* **EXERCISE TASK**: Extract exactly the range of lines bounded by the line containing "Mark every instance of the wheel" and the final line of the listing, both ends included, and no other lines.

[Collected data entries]
····················
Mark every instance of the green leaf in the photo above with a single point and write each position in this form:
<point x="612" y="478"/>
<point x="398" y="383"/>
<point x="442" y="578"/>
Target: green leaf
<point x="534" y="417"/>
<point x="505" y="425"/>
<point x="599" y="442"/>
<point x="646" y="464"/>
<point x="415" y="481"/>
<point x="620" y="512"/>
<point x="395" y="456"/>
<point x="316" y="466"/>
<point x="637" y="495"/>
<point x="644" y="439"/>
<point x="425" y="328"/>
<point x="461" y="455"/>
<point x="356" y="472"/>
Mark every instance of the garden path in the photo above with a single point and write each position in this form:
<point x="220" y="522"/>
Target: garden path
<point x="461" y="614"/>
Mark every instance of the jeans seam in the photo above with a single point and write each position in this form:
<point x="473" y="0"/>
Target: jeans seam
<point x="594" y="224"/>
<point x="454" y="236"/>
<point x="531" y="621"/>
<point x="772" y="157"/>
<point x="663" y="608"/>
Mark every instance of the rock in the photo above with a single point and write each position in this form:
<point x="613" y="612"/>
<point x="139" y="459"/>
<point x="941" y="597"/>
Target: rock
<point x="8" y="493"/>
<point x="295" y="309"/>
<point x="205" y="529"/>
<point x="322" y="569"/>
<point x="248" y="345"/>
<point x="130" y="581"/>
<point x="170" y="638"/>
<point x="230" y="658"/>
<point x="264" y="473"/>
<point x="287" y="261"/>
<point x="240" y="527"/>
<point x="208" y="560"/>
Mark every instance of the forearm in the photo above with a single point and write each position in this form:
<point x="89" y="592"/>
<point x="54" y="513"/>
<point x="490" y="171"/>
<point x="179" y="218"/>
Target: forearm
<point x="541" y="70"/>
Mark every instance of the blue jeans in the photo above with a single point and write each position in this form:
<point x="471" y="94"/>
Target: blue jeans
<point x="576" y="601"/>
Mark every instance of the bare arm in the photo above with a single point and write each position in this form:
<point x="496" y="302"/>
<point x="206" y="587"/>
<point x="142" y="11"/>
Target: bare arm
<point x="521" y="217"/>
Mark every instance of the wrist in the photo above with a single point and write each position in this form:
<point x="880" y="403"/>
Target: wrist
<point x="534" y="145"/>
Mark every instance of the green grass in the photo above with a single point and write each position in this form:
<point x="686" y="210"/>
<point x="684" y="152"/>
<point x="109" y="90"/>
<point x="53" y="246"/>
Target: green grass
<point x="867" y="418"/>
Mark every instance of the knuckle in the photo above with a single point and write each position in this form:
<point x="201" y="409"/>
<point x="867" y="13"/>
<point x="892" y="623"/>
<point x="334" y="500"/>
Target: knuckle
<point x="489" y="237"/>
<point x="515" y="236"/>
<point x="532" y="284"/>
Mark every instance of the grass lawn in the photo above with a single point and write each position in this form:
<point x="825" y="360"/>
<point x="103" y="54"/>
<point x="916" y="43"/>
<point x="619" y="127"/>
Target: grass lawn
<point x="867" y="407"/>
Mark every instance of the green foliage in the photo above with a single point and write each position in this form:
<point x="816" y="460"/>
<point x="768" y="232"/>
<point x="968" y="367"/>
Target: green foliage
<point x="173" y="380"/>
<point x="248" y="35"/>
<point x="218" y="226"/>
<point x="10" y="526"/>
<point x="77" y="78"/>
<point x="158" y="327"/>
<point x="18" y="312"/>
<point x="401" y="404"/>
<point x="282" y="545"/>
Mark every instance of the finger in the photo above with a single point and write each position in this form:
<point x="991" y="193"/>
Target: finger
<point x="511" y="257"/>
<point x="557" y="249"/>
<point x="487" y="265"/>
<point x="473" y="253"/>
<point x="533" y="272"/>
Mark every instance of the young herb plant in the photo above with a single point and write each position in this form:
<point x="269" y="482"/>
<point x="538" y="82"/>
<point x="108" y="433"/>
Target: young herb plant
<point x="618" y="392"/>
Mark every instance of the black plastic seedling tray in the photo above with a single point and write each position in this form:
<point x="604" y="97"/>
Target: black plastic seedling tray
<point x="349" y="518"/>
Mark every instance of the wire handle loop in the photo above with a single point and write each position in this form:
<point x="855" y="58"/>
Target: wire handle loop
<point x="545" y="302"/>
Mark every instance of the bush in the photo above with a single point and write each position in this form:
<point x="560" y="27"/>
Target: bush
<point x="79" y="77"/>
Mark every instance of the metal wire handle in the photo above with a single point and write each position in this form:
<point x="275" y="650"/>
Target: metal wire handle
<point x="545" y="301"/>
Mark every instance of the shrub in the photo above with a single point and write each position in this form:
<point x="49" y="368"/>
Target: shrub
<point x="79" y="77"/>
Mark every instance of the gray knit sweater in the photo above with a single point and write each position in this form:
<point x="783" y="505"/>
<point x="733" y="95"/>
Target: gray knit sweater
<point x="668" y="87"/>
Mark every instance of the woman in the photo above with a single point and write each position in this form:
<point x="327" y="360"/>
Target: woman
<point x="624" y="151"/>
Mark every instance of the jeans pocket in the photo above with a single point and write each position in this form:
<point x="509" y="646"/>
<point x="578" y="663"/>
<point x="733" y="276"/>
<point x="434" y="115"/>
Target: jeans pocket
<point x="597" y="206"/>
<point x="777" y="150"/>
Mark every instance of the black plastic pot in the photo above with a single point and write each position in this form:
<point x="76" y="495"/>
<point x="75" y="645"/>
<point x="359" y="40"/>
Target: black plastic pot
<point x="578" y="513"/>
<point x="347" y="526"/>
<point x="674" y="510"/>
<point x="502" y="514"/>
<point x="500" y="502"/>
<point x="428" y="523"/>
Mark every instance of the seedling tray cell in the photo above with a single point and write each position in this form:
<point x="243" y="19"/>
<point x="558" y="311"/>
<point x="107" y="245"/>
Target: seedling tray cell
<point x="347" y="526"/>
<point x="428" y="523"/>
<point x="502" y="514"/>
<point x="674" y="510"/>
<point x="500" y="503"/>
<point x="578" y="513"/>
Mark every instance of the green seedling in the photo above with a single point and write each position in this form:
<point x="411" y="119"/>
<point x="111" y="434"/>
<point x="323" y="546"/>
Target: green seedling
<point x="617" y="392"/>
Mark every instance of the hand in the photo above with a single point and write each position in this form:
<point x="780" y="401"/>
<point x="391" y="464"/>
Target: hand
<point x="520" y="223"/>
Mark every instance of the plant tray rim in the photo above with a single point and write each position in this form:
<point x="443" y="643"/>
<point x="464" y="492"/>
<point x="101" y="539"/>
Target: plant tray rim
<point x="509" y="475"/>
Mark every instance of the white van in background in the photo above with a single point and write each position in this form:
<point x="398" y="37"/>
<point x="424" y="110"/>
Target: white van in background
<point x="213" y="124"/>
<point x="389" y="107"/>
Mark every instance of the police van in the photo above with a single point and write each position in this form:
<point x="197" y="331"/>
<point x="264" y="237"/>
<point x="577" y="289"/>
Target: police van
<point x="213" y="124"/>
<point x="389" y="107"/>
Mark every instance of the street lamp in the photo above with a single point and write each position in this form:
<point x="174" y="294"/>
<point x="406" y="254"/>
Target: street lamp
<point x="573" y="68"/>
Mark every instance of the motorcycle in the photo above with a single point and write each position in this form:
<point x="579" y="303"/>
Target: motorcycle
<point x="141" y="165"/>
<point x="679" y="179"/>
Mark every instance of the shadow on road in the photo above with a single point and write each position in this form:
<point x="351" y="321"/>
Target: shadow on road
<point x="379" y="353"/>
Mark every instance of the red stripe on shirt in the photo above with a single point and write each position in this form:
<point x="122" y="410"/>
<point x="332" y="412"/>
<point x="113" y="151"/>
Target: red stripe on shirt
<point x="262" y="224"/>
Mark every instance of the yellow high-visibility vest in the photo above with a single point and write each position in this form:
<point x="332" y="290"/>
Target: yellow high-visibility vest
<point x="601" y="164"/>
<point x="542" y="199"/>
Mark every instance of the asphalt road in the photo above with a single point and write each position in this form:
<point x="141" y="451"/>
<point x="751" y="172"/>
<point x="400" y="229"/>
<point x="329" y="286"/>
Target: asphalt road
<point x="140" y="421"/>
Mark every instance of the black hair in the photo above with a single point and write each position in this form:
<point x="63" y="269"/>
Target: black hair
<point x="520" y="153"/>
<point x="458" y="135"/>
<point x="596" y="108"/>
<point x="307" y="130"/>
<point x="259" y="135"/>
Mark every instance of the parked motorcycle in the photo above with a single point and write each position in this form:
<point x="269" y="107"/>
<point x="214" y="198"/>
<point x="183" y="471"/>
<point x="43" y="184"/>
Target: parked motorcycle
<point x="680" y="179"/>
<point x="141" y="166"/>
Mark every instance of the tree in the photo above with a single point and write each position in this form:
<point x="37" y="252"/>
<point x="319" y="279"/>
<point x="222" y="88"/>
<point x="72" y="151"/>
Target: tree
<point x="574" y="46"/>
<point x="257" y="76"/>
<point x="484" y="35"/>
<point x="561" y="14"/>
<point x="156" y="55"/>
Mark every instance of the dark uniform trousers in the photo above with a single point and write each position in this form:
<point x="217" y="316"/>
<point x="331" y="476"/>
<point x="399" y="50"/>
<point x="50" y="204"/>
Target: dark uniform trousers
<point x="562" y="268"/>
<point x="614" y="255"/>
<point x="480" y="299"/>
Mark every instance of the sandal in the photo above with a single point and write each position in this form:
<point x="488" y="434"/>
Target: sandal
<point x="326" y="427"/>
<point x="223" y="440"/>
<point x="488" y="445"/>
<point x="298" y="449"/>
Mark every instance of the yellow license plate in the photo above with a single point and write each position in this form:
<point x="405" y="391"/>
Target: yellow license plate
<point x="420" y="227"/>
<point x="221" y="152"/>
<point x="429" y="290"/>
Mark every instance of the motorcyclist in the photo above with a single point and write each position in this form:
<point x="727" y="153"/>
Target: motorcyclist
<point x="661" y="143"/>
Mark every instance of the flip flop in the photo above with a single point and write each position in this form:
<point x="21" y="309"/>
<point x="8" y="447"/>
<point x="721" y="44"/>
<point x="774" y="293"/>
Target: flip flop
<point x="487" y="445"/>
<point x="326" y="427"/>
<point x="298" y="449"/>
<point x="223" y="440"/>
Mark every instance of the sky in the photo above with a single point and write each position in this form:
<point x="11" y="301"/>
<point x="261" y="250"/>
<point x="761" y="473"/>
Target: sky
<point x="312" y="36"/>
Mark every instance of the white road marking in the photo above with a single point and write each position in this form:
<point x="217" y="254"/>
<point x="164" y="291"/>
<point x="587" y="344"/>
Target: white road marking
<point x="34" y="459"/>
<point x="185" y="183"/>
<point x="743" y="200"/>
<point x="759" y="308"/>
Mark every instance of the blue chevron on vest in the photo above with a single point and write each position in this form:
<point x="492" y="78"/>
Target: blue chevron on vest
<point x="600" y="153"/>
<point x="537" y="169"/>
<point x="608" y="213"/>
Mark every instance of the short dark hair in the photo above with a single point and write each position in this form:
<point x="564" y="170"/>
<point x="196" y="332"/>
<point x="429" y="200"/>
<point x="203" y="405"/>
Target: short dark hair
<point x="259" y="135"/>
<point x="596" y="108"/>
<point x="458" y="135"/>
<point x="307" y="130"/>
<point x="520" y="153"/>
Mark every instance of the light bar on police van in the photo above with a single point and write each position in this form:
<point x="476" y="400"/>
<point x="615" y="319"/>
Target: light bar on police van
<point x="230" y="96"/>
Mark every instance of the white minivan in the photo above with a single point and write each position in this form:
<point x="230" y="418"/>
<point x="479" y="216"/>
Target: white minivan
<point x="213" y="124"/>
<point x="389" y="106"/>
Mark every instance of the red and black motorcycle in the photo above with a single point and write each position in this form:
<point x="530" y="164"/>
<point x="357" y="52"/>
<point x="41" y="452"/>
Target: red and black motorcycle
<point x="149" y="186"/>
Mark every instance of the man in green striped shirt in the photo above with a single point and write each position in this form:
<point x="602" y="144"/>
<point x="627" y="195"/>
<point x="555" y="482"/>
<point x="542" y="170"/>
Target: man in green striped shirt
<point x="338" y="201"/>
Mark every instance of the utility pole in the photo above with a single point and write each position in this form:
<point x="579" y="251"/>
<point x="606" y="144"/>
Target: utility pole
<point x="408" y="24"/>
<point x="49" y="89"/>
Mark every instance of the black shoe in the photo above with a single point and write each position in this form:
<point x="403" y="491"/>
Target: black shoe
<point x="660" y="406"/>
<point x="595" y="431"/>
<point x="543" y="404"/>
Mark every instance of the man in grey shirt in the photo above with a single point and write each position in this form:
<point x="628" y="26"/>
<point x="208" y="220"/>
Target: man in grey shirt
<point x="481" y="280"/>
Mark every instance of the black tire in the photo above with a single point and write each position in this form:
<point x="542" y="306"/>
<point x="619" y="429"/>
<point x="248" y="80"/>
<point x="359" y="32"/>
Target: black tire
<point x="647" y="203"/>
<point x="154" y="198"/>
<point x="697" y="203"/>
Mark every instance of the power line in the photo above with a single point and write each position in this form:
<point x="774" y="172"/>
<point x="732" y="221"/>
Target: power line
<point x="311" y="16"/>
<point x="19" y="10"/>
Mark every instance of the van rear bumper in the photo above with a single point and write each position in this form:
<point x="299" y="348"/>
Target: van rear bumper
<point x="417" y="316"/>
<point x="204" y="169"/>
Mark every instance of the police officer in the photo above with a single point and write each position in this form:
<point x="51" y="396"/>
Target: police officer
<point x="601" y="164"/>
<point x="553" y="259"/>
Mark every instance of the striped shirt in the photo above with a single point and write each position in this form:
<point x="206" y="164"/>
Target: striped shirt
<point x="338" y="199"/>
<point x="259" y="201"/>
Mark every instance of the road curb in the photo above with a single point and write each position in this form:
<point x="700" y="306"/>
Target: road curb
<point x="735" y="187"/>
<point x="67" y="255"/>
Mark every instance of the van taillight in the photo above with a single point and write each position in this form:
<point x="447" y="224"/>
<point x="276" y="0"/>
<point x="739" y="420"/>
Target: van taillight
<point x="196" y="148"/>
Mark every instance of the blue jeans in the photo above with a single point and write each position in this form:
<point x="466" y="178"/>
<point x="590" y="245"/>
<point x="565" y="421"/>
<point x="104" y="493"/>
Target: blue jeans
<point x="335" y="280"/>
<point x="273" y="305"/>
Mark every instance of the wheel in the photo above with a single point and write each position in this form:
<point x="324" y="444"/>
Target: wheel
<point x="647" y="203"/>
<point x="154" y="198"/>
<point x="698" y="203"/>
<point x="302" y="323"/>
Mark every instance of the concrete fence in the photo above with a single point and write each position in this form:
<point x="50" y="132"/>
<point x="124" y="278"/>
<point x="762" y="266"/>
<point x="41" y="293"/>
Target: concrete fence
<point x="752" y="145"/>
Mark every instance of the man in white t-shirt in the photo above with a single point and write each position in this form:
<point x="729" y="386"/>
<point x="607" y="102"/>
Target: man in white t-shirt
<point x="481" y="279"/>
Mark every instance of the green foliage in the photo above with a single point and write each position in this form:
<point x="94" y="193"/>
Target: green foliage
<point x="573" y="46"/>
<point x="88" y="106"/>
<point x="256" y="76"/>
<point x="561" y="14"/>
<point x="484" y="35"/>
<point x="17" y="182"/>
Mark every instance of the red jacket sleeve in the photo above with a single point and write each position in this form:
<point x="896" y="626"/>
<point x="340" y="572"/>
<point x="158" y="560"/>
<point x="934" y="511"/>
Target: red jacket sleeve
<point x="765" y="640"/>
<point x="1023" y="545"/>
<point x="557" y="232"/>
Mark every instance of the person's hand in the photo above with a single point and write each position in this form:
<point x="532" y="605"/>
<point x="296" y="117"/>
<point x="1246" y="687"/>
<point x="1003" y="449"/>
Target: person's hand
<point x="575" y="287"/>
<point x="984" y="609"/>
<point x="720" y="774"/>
····················
* **TASK OUTPUT**:
Mark every instance of the wheel in the photo above with a single point and write each position in this form:
<point x="324" y="444"/>
Target: wheel
<point x="647" y="203"/>
<point x="154" y="198"/>
<point x="698" y="203"/>
<point x="302" y="323"/>
Mark every instance of the concrete fence in the photo above with a single point and write each position in this form:
<point x="50" y="132"/>
<point x="124" y="278"/>
<point x="762" y="266"/>
<point x="41" y="293"/>
Target: concrete fence
<point x="752" y="145"/>
Mark every instance of the man in white t-shirt in the photo above with a single point and write each position in this form:
<point x="729" y="386"/>
<point x="607" y="102"/>
Target: man in white t-shirt
<point x="481" y="279"/>
Mark every instance of the green foliage in the photo above with a single point and write each position in this form:
<point x="94" y="193"/>
Target: green foliage
<point x="573" y="46"/>
<point x="88" y="106"/>
<point x="256" y="76"/>
<point x="561" y="14"/>
<point x="484" y="35"/>
<point x="17" y="182"/>
Mark every instance of the red jacket sleeve in the photo above with a single point and write each position in this form:
<point x="896" y="626"/>
<point x="340" y="572"/>
<point x="158" y="560"/>
<point x="934" y="511"/>
Target: red jacket sleeve
<point x="765" y="640"/>
<point x="1023" y="545"/>
<point x="557" y="232"/>
Mark every instance of the person's hand in the photo above with a single point and write each position in this form:
<point x="532" y="605"/>
<point x="296" y="117"/>
<point x="1246" y="687"/>
<point x="1003" y="449"/>
Target: person's hand
<point x="575" y="287"/>
<point x="984" y="609"/>
<point x="720" y="774"/>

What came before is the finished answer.